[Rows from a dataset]
* * * * * * * * *

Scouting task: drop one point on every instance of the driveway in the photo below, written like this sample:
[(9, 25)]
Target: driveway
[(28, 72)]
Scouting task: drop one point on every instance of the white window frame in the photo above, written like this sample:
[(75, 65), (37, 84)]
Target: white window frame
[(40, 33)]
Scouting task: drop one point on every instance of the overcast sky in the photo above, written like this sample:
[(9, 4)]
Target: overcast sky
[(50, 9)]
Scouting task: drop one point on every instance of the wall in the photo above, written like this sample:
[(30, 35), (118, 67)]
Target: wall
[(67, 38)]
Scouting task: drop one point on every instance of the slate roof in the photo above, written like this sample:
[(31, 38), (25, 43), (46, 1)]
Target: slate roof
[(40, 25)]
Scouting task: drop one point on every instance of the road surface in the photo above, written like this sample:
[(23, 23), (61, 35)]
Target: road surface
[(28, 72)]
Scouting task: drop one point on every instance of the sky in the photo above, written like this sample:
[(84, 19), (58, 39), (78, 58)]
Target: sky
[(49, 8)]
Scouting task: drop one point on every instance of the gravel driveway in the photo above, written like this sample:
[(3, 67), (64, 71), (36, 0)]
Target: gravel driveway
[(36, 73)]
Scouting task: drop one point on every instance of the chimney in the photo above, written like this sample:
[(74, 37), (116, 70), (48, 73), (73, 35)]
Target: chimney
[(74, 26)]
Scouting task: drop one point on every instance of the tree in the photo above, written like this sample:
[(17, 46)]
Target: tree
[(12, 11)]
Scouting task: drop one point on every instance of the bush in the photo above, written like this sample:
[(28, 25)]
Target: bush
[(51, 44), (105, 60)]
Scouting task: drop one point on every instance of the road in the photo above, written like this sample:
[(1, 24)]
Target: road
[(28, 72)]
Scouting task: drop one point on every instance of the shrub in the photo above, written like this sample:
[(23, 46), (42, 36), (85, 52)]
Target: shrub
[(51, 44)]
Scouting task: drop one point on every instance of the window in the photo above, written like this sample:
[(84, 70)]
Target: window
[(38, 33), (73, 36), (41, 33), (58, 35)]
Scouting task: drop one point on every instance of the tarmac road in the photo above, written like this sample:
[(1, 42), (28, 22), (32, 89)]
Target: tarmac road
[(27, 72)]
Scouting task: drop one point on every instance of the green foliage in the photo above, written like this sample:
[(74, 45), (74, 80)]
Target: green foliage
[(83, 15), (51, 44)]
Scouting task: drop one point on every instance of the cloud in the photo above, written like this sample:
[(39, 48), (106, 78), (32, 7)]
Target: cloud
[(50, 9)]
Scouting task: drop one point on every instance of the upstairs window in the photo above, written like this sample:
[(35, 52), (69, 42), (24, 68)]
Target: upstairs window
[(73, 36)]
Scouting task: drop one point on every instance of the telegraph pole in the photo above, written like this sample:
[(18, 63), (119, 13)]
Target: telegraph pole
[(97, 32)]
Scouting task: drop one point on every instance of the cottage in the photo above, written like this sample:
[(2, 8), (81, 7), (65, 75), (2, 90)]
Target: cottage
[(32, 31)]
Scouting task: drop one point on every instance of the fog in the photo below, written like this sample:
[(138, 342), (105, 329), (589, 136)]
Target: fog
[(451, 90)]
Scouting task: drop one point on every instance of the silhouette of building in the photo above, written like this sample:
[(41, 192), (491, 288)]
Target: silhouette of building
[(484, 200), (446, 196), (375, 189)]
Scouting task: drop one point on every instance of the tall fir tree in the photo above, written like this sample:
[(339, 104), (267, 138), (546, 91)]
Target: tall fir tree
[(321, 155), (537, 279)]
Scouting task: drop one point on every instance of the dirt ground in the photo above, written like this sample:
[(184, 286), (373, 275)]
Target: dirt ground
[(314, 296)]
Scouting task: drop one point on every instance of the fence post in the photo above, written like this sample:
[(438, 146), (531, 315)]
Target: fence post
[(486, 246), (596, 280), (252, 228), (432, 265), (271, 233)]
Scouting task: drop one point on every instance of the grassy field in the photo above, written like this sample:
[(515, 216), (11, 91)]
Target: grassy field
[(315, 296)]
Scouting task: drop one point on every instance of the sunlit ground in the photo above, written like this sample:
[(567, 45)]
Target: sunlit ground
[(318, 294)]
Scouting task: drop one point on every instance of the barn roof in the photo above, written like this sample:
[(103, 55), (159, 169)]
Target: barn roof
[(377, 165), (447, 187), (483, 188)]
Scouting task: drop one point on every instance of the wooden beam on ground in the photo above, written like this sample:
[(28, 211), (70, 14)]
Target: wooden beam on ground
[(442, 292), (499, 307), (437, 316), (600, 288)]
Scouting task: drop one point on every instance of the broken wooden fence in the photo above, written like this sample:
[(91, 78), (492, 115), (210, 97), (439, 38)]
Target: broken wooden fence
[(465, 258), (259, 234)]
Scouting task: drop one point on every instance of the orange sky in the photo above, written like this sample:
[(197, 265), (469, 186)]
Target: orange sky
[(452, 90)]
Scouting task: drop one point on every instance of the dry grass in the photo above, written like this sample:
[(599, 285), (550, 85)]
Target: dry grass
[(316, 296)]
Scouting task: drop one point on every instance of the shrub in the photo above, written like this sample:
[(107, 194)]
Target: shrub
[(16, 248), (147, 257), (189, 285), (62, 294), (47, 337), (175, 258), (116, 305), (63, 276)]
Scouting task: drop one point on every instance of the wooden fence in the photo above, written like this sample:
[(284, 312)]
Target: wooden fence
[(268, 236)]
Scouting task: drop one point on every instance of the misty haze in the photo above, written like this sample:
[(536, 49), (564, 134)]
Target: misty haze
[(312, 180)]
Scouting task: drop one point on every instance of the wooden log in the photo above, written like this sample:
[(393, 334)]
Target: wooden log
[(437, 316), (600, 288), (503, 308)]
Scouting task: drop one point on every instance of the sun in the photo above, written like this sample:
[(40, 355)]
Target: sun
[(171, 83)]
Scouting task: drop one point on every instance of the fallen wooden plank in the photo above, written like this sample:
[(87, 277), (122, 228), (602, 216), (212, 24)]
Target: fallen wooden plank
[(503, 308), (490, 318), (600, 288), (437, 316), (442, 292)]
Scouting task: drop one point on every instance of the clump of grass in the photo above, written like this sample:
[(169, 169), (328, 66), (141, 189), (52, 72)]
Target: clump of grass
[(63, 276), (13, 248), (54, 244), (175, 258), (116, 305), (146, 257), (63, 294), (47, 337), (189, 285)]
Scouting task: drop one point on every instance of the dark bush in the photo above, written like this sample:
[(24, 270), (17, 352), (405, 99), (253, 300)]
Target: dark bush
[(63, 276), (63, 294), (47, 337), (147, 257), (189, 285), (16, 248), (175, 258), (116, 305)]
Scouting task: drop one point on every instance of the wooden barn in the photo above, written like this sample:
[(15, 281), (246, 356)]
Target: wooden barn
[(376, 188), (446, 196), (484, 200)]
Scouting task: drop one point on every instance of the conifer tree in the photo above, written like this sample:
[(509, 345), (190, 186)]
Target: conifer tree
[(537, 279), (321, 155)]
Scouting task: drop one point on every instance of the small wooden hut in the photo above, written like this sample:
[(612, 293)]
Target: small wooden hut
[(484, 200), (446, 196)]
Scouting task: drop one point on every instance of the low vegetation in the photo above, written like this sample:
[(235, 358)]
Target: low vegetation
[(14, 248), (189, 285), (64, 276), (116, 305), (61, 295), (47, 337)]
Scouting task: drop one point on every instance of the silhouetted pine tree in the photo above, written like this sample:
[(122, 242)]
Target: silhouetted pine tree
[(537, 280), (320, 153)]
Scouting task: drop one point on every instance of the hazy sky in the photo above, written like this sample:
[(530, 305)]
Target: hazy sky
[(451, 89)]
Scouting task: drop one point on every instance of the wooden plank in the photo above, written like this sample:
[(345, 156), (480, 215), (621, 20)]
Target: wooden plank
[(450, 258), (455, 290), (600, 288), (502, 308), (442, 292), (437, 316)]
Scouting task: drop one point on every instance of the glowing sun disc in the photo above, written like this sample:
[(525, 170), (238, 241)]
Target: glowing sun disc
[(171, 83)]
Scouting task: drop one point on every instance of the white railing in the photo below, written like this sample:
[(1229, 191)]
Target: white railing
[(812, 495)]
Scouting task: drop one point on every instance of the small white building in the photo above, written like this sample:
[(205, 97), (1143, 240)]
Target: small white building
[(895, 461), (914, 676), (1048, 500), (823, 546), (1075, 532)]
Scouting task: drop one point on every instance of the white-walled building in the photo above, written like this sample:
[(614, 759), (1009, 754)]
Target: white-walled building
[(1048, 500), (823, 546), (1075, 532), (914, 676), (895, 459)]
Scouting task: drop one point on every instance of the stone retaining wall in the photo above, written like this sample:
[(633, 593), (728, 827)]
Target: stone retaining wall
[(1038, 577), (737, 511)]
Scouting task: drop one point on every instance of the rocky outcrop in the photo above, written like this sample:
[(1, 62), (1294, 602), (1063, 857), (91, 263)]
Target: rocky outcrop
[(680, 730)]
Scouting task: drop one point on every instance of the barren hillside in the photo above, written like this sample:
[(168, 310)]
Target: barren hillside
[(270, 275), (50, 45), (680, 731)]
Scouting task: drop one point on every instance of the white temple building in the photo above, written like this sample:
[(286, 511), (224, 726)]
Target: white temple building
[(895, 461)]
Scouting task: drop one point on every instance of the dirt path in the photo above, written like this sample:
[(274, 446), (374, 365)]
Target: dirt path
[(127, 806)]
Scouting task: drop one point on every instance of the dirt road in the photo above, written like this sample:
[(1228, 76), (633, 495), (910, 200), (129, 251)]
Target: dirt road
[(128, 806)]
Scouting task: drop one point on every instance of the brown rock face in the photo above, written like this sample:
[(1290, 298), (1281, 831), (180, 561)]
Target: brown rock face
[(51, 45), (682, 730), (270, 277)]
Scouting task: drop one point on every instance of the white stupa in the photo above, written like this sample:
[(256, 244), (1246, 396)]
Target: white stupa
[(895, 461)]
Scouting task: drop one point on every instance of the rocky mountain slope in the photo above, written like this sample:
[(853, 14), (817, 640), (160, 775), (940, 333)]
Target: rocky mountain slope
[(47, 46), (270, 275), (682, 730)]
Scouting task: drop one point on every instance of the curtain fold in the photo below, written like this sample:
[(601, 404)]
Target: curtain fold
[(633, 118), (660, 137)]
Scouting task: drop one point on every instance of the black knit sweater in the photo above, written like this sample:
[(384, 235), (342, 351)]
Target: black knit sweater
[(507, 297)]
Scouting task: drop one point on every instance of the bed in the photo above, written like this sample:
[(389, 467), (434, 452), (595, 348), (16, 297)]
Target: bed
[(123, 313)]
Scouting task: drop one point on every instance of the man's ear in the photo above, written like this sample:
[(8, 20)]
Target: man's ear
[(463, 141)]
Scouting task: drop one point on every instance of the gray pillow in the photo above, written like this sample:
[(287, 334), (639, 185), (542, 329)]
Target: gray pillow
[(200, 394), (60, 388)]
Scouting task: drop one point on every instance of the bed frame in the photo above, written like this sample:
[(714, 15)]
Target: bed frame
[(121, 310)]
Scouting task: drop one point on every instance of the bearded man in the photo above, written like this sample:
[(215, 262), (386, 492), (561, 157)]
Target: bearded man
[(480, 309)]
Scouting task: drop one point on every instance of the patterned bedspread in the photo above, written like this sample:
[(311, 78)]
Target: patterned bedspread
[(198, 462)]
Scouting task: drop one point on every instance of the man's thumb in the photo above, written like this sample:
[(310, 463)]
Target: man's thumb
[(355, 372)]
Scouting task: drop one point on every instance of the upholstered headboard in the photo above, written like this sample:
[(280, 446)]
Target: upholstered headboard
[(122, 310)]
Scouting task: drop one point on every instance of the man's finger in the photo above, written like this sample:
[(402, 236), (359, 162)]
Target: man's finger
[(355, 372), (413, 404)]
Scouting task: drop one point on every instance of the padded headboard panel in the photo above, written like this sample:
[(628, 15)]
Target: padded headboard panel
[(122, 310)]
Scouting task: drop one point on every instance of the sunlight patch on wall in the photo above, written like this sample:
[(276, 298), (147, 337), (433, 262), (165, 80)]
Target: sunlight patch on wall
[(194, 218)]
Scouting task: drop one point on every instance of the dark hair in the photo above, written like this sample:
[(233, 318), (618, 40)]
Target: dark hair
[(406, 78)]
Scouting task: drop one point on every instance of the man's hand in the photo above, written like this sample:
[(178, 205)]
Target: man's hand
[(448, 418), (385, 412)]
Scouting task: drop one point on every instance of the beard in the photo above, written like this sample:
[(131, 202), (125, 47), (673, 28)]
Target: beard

* * * * * * * * *

--- Brief ---
Rewrite the part that opens with the line containing "the wooden beam" and closes with the line containing "[(465, 258), (259, 234)]". Substitute "timber" for each "wooden" and change nothing else.

--- Problem solution ---
Scouting task: drop one point on every instance of the timber beam on ground in the photo above, written like this sample:
[(28, 211), (70, 14)]
Target: timber beam on ground
[(442, 292), (499, 307), (437, 316), (600, 288)]
Scouting task: drop one point on every instance of the broken timber fence in the photo above, written like this sample:
[(91, 78), (492, 115), (210, 97), (439, 38)]
Target: broken timber fence
[(465, 258), (259, 234)]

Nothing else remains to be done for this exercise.